■ Record extracts ■
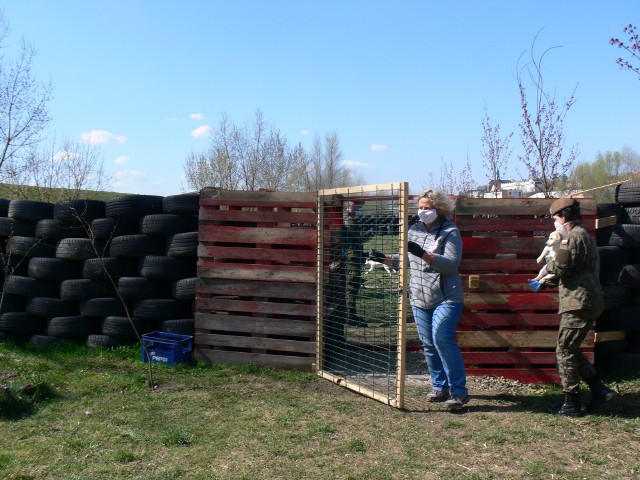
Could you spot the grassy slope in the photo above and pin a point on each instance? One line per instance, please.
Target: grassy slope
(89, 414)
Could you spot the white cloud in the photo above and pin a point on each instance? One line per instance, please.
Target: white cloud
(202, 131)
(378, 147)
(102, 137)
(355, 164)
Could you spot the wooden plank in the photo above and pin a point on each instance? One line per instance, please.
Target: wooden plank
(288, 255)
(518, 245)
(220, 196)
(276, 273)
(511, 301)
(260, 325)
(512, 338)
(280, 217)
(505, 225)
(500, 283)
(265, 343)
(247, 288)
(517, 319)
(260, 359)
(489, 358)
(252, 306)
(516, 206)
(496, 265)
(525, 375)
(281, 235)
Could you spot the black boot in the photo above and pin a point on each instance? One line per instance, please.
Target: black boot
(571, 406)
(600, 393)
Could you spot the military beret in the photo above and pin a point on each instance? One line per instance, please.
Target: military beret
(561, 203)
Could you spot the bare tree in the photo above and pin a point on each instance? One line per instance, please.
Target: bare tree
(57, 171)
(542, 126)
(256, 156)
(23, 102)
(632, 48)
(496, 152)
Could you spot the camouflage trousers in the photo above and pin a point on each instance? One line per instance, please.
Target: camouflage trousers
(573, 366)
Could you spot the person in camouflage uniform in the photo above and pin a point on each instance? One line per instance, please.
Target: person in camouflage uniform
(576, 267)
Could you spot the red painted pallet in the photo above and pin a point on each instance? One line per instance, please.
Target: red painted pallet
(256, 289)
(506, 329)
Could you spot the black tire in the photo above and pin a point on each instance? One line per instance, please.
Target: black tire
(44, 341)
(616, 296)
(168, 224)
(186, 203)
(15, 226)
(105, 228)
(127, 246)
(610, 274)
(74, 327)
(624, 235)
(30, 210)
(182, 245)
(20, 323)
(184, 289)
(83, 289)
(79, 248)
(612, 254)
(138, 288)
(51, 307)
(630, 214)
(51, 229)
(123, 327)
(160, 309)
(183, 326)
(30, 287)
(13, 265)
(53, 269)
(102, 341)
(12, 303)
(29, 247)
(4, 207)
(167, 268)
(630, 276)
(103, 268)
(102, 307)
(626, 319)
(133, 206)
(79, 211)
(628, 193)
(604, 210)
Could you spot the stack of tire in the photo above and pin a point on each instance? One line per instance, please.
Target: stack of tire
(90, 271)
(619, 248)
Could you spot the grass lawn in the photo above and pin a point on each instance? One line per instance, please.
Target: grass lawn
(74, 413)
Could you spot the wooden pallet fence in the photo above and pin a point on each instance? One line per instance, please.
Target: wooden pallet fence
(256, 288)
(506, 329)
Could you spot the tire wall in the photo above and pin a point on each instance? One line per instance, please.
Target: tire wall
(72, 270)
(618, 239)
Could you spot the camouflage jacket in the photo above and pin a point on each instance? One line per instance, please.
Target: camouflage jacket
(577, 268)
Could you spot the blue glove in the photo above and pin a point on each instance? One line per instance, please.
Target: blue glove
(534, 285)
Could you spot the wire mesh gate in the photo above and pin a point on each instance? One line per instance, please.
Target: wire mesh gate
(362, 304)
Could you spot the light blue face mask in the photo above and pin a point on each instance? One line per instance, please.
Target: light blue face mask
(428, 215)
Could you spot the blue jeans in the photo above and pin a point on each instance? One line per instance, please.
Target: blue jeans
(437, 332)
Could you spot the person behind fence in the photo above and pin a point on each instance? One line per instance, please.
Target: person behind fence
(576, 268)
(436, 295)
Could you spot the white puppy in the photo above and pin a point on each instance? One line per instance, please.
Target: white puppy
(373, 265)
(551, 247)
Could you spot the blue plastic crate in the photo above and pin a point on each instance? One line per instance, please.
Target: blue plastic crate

■ Problem requirements ■
Scan the listing above for the word "crate" and show each line where it is found.

■ Expected answer ■
Could you spot the blue plastic crate in the photo above and pin a point on each instance? One line per instance, please.
Target: blue plastic crate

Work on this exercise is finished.